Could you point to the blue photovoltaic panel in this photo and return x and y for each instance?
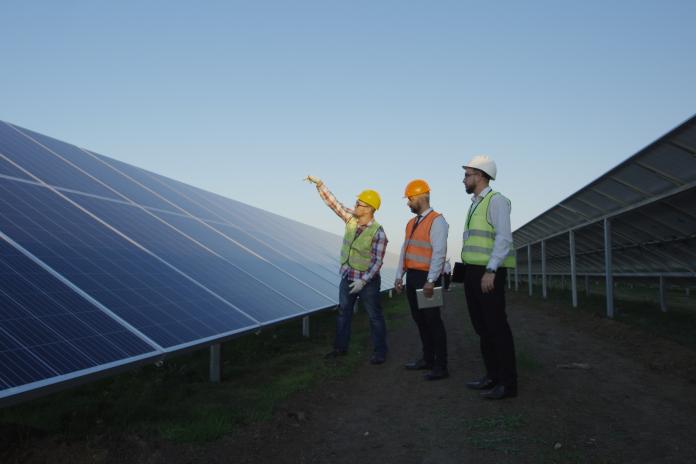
(271, 230)
(96, 168)
(307, 259)
(144, 178)
(45, 165)
(161, 303)
(180, 267)
(323, 281)
(48, 331)
(242, 289)
(301, 290)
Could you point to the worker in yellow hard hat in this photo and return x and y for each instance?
(362, 254)
(422, 261)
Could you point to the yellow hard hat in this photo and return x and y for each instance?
(416, 187)
(371, 198)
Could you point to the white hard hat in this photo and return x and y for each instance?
(483, 163)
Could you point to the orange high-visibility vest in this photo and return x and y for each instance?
(419, 250)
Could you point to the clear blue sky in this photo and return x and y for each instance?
(247, 98)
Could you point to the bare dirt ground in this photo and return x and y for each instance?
(631, 400)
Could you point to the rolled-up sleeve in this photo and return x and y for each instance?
(438, 239)
(499, 217)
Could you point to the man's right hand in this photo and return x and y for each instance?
(398, 286)
(314, 180)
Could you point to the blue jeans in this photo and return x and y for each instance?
(369, 296)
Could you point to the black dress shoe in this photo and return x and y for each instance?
(335, 354)
(419, 365)
(437, 373)
(484, 383)
(500, 392)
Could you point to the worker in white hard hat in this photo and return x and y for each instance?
(486, 252)
(362, 255)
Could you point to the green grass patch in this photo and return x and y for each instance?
(177, 402)
(526, 362)
(635, 305)
(496, 433)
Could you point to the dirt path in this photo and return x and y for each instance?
(635, 403)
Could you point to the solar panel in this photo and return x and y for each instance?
(161, 302)
(49, 333)
(104, 264)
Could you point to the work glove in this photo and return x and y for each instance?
(356, 286)
(314, 180)
(398, 286)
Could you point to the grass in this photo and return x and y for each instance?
(177, 402)
(635, 305)
(497, 433)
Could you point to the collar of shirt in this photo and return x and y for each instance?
(364, 226)
(425, 213)
(484, 192)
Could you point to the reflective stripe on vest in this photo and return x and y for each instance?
(357, 251)
(478, 246)
(419, 249)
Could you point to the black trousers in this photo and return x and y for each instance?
(428, 320)
(488, 316)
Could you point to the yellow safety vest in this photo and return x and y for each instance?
(357, 251)
(478, 246)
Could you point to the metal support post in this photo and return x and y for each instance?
(305, 326)
(529, 268)
(608, 270)
(573, 270)
(663, 300)
(544, 292)
(215, 364)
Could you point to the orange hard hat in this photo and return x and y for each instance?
(416, 187)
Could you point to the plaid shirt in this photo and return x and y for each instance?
(379, 241)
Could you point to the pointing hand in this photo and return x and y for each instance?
(314, 180)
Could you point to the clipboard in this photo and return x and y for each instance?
(424, 303)
(458, 273)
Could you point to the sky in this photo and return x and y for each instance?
(246, 98)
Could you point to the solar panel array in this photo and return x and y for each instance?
(649, 199)
(103, 264)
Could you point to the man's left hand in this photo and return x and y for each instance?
(356, 286)
(487, 282)
(428, 289)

§ **Work instructions**: Transcribe every record exactly and omit each image.

§ **Solution to this task**:
Could you point to the blue photovoltaic panel in this photo and return x and y for each instance?
(271, 230)
(96, 168)
(307, 259)
(144, 178)
(45, 165)
(161, 303)
(180, 267)
(323, 281)
(48, 331)
(242, 289)
(301, 290)
Could you point to the worker in yellow hard hat in this photo and return x and y for each instance?
(362, 254)
(422, 261)
Could you point to the yellow hard hat in this photo and return x and y for each instance?
(416, 187)
(371, 198)
Could you point to the white hard hat in this photo and return x and y for each instance?
(483, 163)
Could you point to the orange high-visibility vest in this photo and return x and y for each instance?
(419, 250)
Could you point to the clear blue sky in this photo and return x and y for each instance?
(247, 98)
Could you point to the bare dirt ground in this photo and return x and y for each instance?
(631, 400)
Could you point to the rolled-up sleeve in this photo and return x and y for each instance?
(438, 239)
(499, 217)
Could you point to the man's right hand in this photo and return x and y for each instance?
(398, 286)
(314, 180)
Could you point to the blue jeans in this photo and return x and y for each instance?
(369, 296)
Could you point to the black dress shoe in this photo and return x and y for each instance?
(335, 354)
(419, 365)
(437, 373)
(484, 383)
(500, 392)
Could you point to the worker in white hard hat in this photo and return x and y for each instance?
(486, 252)
(362, 255)
Could you point to the green grass patch in this photo and return x and y for each instance?
(177, 402)
(526, 362)
(635, 305)
(496, 433)
Could you point to the dirt path in this photo and return x and y for each instance?
(635, 403)
Could you point to the solar panel in this photo and return x and y for each instance?
(161, 302)
(49, 333)
(104, 264)
Could you point to the work glove in this photo and return x and y for each instance?
(356, 286)
(314, 180)
(398, 286)
Could you point to the grass in this photo and return x and y for each instance?
(177, 402)
(635, 305)
(497, 433)
Could you point to the collar of shirt in this photo and return x and y for each instance?
(364, 226)
(425, 213)
(484, 192)
Could you point to the reflective stripe on vest in this photo and return x and y for each instance?
(357, 251)
(478, 246)
(419, 249)
Could you point to the black trousers in this photo and return x and y for each instance?
(428, 320)
(488, 316)
Could you point to the yellow safety vest in this photo and return x and y for each instance?
(357, 251)
(478, 246)
Could you point to the metal support post in this photo and return x and y for each instance?
(305, 326)
(529, 268)
(608, 270)
(573, 270)
(663, 300)
(544, 292)
(215, 364)
Could you point to the orange hard hat in this photo and return x and y for each instance?
(416, 187)
Could you point to the plaid shirt in this photo and return x and y for each instance?
(379, 241)
Could you point to the pointing hand in this photo and return x and y for each instance?
(314, 180)
Could you point to the clipboard in this photo and return x and y for each instance?
(424, 303)
(458, 273)
Could you point to the sky in this photo and return x and y for each instance?
(246, 98)
Could you point to the solar panel array in this photo and return x and y for each instance?
(649, 199)
(103, 264)
Could you point to the man's left hand in this photo and return x and y for each instance?
(356, 286)
(487, 282)
(428, 289)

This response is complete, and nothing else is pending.